• Problem statement
Rewrite the listing below, replacing every "black cloth" with "dark fabric" and keeping everything else the same.

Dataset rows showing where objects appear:
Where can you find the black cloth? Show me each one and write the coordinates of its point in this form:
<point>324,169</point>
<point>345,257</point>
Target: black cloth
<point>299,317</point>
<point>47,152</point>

• Task result
Where can you find the dark fabric? Show me each one and write the coordinates of its point in this form:
<point>324,169</point>
<point>345,257</point>
Target: dark fabric
<point>299,317</point>
<point>47,152</point>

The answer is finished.